■ Texto para leer
○ ○ ○ ○

David Monteagudo. Fin

Acaba de aparecer en las librerías Marcos Montes, la nueva novela de David Monteagudo. Poco tiempo ha pasado entre la publicación de Fin, el gran éxito de ventas que le dio a conocer, y este segundo libro. Ya anunció el escritor en diversas entrevistas que tenía más obras guardadas en los cajones. Ignoro si ésta que aparece ahora se cuenta entre aquellas o ha sido concebida tras Fin; supongo que lo sabremos en breve. De momento, aquí refloto una reseña que escribí recientemente de su primera novela.


Reseñar un libro con cierto retraso ofrece la oportunidad de confrontar las propias opiniones con aquellas que sobre él se han ido vertiendo anteriormente. De Fin, la novela de David Monteagudo, se ha dicho, por ejemplo, que compone una extraña mezcla de género fantástico y realismo, una apreciación más que curiosa. Lo extraño de una mixtura semejante quizá se encuentre en los ojos del reseñador, a quien probablemente lo que le sorprende es la posibilidad de que una narración de origen fantástico cuente con tratamientos y profundidades que estén a la altura de cualquier novela realista. Y sin embargo, existen incluso subgéneros edificados enteramente sobre uniones semejantes, por ejemplo el realismo mágico, el cual desde su propia definición se declara, ya de antemano, culpable.

○ ○ ○ ○

■ Registros de etiquetado de ubicaciones
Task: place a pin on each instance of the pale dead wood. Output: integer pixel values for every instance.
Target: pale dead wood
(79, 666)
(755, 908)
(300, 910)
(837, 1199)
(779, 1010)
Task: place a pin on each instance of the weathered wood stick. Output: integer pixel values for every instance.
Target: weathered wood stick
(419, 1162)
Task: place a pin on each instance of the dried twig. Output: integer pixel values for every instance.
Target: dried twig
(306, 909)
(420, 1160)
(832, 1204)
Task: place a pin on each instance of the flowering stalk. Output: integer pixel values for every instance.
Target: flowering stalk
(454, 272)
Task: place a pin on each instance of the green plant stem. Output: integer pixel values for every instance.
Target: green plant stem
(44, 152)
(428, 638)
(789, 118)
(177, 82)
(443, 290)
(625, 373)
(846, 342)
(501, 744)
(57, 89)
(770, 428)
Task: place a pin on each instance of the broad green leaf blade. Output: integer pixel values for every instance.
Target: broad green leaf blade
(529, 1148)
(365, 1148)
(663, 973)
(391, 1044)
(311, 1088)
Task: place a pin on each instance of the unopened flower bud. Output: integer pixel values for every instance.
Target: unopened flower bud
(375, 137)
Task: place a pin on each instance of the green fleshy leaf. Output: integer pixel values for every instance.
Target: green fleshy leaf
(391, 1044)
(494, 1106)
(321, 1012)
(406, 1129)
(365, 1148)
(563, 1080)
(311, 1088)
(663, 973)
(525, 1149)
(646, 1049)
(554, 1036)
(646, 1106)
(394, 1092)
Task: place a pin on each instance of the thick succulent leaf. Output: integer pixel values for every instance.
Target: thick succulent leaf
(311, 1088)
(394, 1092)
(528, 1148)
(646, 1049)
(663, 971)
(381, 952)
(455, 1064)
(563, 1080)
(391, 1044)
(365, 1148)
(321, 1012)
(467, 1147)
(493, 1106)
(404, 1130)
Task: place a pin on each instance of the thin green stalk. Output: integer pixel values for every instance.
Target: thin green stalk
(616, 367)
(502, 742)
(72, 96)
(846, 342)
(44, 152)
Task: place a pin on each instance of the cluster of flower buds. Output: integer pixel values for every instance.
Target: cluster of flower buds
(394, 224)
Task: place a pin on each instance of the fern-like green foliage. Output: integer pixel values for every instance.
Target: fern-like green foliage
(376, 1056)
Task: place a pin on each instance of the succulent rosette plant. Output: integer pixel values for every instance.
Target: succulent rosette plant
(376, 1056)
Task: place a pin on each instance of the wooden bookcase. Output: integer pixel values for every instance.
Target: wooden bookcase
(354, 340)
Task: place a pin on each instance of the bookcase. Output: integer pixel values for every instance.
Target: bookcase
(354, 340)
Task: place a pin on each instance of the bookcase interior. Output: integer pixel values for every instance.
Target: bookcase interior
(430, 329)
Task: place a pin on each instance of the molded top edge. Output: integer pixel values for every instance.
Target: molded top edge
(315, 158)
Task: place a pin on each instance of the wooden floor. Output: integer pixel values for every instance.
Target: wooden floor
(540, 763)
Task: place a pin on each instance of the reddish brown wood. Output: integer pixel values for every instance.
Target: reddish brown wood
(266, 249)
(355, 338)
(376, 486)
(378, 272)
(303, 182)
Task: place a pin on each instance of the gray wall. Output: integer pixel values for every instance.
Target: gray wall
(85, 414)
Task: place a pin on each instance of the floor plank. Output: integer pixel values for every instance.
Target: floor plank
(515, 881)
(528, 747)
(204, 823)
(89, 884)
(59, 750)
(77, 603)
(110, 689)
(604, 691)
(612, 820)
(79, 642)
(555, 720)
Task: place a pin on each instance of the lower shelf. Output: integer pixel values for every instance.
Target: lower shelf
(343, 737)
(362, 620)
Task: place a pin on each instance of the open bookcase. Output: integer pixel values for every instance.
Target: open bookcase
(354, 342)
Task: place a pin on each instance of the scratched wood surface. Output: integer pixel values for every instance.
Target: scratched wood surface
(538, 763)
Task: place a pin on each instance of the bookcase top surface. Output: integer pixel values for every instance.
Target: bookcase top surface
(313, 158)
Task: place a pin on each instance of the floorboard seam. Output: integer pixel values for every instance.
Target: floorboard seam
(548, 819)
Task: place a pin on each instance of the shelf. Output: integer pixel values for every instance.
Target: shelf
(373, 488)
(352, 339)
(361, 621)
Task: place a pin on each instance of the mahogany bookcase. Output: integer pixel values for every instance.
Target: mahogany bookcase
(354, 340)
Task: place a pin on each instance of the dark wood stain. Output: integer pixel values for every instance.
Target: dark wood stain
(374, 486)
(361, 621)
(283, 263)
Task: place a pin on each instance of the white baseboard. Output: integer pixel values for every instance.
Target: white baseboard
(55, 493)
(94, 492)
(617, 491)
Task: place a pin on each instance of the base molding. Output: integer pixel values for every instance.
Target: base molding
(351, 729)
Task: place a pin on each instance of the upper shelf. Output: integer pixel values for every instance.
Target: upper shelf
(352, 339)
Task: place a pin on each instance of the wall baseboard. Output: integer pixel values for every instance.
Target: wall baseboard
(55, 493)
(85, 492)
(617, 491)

○ ○ ○ ○

Copia completo y sin ningún cambio el texto de arriba sobre Fin, la novela de David Monteagudo.

■ Resultado de la tarea
David Monteagudo. Fin

Acaba de aparecer en las librerías Marcos Montes, la nueva novela de David Monteagudo. Poco tiempo ha pasado entre la publicación de Fin, el gran éxito de ventas que le dio a conocer, y este segundo libro. Ya anunció el escritor en diversas entrevistas que tenía más obras guardadas en los cajones. Ignoro si ésta que aparece ahora se cuenta entre aquellas o ha sido concebida tras Fin; supongo que lo sabremos en breve. De momento, aquí refloto una reseña que escribí recientemente de su primera novela.


Reseñar un libro con cierto retraso ofrece la oportunidad de confrontar las propias opiniones con aquellas que sobre él se han ido vertiendo anteriormente. De Fin, la novela de David Monteagudo, se ha dicho, por ejemplo, que compone una extraña mezcla de género fantástico y realismo, una apreciación más que curiosa. Lo extraño de una mixtura semejante quizá se encuentre en los ojos del reseñador, a quien probablemente lo que le sorprende es la posibilidad de que una narración de origen fantástico cuente con tratamientos y profundidades que estén a la altura de cualquier novela realista. Y sin embargo, existen incluso subgéneros edificados enteramente sobre uniones semejantes, por ejemplo el realismo mágico, el cual desde su propia definición se declara, ya de antemano, culpable.